(Entries for labeling object positions)
-------------------------

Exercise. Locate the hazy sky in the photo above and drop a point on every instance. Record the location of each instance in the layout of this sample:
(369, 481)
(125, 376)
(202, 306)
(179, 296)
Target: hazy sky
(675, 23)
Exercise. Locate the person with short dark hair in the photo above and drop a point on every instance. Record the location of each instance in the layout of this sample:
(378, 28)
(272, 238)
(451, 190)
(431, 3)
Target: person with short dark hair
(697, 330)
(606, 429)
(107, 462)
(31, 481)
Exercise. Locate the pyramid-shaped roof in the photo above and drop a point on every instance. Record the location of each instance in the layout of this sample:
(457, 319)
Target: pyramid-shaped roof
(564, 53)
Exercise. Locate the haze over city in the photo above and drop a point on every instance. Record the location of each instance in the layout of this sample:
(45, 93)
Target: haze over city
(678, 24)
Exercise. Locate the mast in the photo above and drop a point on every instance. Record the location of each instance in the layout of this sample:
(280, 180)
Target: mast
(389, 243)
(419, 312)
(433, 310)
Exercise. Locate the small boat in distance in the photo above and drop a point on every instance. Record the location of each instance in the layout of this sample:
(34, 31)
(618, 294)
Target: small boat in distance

-------------------------

=== TASK DETAILS ===
Please reproduce all of the material above, requests included, shifting each answer coordinate by adding 70 to both of its numbers. The sample coordinates inside the requests stay as they are.

=== FINISHED EXERCISE ===
Exercise. Locate the hazy sky in the photo above and drop a point on every instance. Record the location of each instance in the layout of this sample:
(369, 481)
(125, 376)
(202, 306)
(179, 296)
Target: hazy sky
(745, 93)
Exercise. Locate the person with short dark hair in the photo above and drop a point on every instance. Record the location of each instance in the layout of this sample:
(378, 28)
(272, 238)
(451, 190)
(431, 3)
Target: person with short dark hair
(767, 400)
(676, 499)
(177, 532)
(101, 551)
Exercise. Locate the pyramid-shaped roof in the photo above and drop a point on every instance. Record the location of each instance in the layout of this sample:
(457, 319)
Target: pyramid-shaped roof
(634, 123)
Exercise. Locate the haze over city in the photo above and drop a point on every instance. Record the location of each instance in the layout of this sample:
(45, 93)
Target: haze over city
(748, 94)
Exercise. Locate the mast in the photo above and drop a point on every instance. Record the location of each instance in the layout of this sample:
(280, 180)
Target: mast
(459, 313)
(489, 382)
(503, 380)
Exercise. Locate the small boat in distance in the photo above and drop a point on every instance. Record the location of each instance in the layout of this sample:
(34, 31)
(618, 294)
Target: small boat in distance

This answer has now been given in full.